Rewrite each of the records below, putting "image" wherever "interface" appears and keeping everything else the same. Leave the pictures out of your answer.
* START *
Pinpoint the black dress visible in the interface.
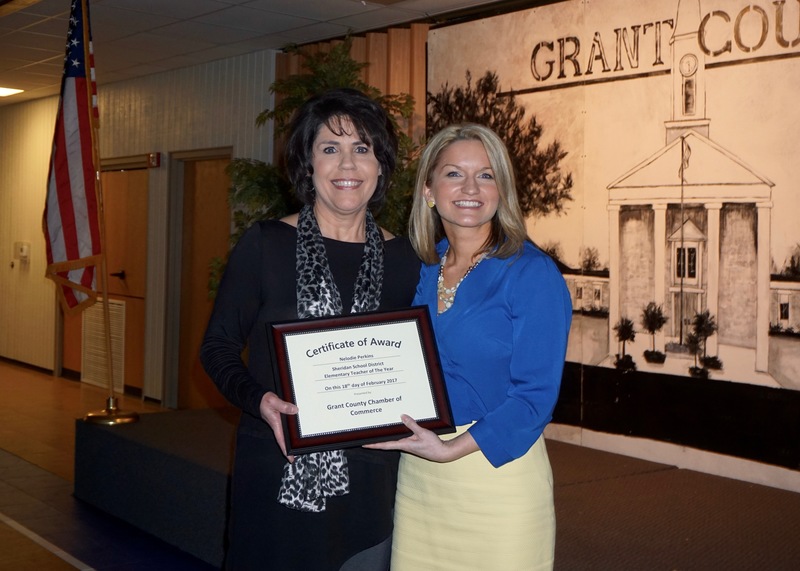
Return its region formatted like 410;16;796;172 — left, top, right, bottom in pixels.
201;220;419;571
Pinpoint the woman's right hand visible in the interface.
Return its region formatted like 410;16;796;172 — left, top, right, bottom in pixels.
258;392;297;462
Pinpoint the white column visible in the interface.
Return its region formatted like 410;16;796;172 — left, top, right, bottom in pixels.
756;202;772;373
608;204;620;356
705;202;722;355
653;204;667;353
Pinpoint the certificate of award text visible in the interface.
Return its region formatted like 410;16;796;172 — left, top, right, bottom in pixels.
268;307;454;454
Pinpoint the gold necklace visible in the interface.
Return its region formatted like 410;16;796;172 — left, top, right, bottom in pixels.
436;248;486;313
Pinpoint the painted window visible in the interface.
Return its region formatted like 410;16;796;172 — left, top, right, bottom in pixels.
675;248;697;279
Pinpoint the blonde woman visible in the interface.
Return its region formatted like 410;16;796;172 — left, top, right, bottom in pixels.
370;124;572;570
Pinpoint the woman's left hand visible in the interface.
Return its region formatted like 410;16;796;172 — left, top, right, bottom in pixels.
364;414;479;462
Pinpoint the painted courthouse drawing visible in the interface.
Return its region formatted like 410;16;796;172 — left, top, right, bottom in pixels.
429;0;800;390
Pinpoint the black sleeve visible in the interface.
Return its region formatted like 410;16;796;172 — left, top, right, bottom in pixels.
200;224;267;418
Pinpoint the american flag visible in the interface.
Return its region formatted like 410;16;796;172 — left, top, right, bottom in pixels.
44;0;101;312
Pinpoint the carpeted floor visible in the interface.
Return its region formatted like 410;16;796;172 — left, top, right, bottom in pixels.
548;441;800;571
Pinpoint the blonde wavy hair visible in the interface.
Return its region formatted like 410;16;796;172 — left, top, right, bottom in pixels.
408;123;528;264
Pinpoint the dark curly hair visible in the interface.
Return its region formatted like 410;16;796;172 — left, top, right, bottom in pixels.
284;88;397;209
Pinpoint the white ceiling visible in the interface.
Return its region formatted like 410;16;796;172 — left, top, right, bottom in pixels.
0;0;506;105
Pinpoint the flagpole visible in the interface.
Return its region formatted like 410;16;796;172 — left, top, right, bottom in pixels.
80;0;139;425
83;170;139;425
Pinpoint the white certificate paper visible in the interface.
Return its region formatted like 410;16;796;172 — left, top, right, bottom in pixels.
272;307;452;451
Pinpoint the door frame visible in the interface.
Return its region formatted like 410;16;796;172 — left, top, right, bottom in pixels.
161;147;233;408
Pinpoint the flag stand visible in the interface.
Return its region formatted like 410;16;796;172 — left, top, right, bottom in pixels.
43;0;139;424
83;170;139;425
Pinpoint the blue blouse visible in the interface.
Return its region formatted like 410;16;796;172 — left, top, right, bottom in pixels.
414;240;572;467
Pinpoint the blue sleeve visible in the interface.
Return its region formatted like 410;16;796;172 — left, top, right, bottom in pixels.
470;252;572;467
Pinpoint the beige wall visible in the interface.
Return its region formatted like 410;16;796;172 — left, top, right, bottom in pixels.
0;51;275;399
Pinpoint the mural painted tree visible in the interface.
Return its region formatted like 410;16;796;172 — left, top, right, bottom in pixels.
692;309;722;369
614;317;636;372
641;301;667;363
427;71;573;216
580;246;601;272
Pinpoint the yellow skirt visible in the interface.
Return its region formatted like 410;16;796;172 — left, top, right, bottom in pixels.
* END *
§ ANSWER TO THIS PROBLEM
Pinpoint the black dress visible in the image.
Return its region formatted like 410;16;796;172 — left, top, right, bottom in pixels.
201;220;419;571
Pinpoint the woman's right hand visible in the image.
Return its region formatted like 410;16;796;172 — left, top, right, bottom in pixels.
258;392;297;462
Pinpoint the white column visible in the image.
Return its region formatted like 410;16;796;172 — left, top, right, bottom in pixels.
756;202;772;373
608;204;620;356
705;202;722;355
653;204;667;353
Pinpoint the certificate of award text visible in the image.
Return its region formatted like 410;16;796;172 — left, top, right, bottom in pixels.
268;307;454;454
Pinpoint the gold necklace visible in the image.
Return its region formatted like 410;16;796;172 — left, top, right, bottom in pixels.
436;248;486;313
Pinpoint the painted window visible in the image.
Return its region formatted like 410;16;796;172 — left, top, right, bottom in pixels.
675;248;697;279
Pinpoint the blonde woman visible in the image.
Return its region formatted like 410;16;796;172 — left, top, right, bottom in pixels.
370;124;572;570
Pinpoint the woman's left hand visible in the image.
Return its region formatted like 410;16;796;172 — left, top, right, bottom in pixels.
364;414;479;462
Pinpoint the painted courthouse drawing visible in the image.
Return its region formatted like 410;16;796;172 — left, top, right, bottom in pixels.
429;0;800;390
Pinpoint the black sleeve visible in the image.
Return its region formatted like 410;16;796;172 — left, top, right, bottom in pixels.
200;224;267;418
Pinpoint the american flag visible in the image.
Return its region formatted like 410;16;796;172 — left, top, right, bottom in pixels.
44;0;101;312
Pinpoint the carpeted floor visible in the image.
Return its region formatted like 410;16;796;172 — left, top, right, bottom in pixels.
548;441;800;571
Pinpoint the blonde wavy hair visible in the image.
Return its region formatted like 410;16;796;172 — left, top, right, bottom in pixels.
408;123;528;264
Pinpoint the dark curly hair visible in the image.
Return its region formatted like 410;16;796;172 — left, top, right, bottom in pixels.
284;88;397;209
Pinpoint the white ceiling visible in the image.
Return its region formatted like 410;16;796;172 — left, top, right, bottom in pixels.
0;0;506;105
Pinpoint the flagpole visible in the image.
Return its region formatted like 410;16;796;172 — left, top, right, bottom in pixels.
80;0;139;425
83;170;139;425
Pinpoint the white certificate paper visible in the image.
Return its region formatted like 410;16;796;172 — left, top, right, bottom in pixels.
272;307;452;451
Pinpoint the door frame visible in the image.
Return its region formatted like 410;16;796;172 — left, top, right, bottom in pixels.
161;147;233;408
Pinpoint the flag stand visible in the image.
Return its region formatted like 410;16;796;172 — left, top, right, bottom in pixels.
43;0;139;424
83;170;139;425
Pinpoint the blue blouse visible in the image.
Return its region formatted like 410;16;796;172 — left, top, right, bottom in pixels.
414;240;572;467
Pinpoint the blue sleeve visible in the image.
Return its region formatted like 410;16;796;172 — left, top, right, bottom in pixels.
470;252;572;467
Pinpoint the beige wall visible in the image.
Return its region formatted like 410;16;796;172 — left, top, right, bottom in pixels.
0;51;275;399
Pinpoint the mural painted tree visible in the image.
Return its region formatted like 410;16;796;172 — left, top, right, bottom in pixels.
692;309;722;369
614;317;636;372
641;301;667;363
427;71;573;216
580;246;601;272
Pinpoint the yellow skirt visible in the image.
Return its region formatted like 410;16;796;172 — left, top, right, bottom in pixels.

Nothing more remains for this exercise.